• Exercise set:
(a) In the triangle-angle thread below, list every side length given for the example right triangle.
(b) Carry the triangle-angle thread below forward from its final quoted passage.

• Passage:
□ □ □ □ □ □ □

This post received KUDOS

Expert's post

We don't need to calculate anything for this question.

Are all angles of triangle ABC smaller than 90 degrees?

(1) 2AB = 3BC = 4AC --> we have the ratio of the sides: AB:BC:AC=6:4:3. Now, ALL triangles with this ratio are similar and have the same fixed angles. No matter what these angles actually are, the main point is that we can get them and thus answer the question. Sufficient.

(2) AC^2 + AB^2 > BC^2 --> this condition will hold for equilateral triangle (all angles are 60 degrees) as well as for a right triangle with right angle at B or C (so in this case one angle will be 90 degrees, for example consider a right triangle: AC=5, AB=4 and BC=3). Not sufficient.

Re: Are all angles of triangle ABC smaller than 90 degrees? [#permalink]
02 Aug 2012, 21:46

1

This post received KUDOS

shirisha091 wrote:

Why is the ratio 6:4:3 for AB:BC:AC? Not seeing where the 6 came from.

Divide through the given equality 2AB = 3BC = 4AC by 12 and get \frac{AB}{6}=\frac{BC}{4}=\frac{AC}{3}, which can also be written as AB:BC:AC = 6:4:3.
_________________

PhD in Applied Mathematics Love GMAT Quant questions and running.

Re: Are all angles of triangle ABC smaller than 90 degrees? [#permalink]
01 Aug 2012, 07:07

"(1) 2AB = 3BC = 4AC --> we have the ratio of the sides: AB:BC:AC=6:4:3. Now, ALL triangles with this ratio are similar and have the same fixed angles. No matter what these angles actually are, the main point is that we can get them and thus answer the question. Sufficient."

□ □ □ □ □ □ □

• Provided material:
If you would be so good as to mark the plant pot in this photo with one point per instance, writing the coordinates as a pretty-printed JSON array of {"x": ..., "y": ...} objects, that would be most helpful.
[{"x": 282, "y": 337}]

□ □ □ □ □ □ □

• Solved problems:
(a) AC = 5, AB = 4, BC = 3

(b)
In reference to Bunnel's explanation -

How can we get the angles from the ratio of the sides? Will the angles be in the same ratio as sides?? This is not true for 45-45-90 and 30-60-90 triangles, the angles do not have the same ratio as the sides? How would you compute the actual angles given the ratio of sides, in statement 1?

Re: Are all angles of triangle ABC smaller than 90 degrees? [#permalink]
01 Aug 2012, 07:14

teal wrote:

"(1) 2AB = 3BC = 4AC --> we have the ratio of the sides: AB:BC:AC=6:4:3. Now, ALL triangles with this ratio are similar and have the same fixed angles. No matter what these angles actually are, the main point is that we can get them and thus answer the question. Sufficient."

In reference to Bunnel's explanation -

How can we get the angles from the ratio of the sides? Will the angles be in the same ratio as sides?? This is not true for 45-45-90 and 30-60-90 triangles, the angles do not have the same ratio as the sides? How would you compute the actual angles given the ratio of sides, in statement 1?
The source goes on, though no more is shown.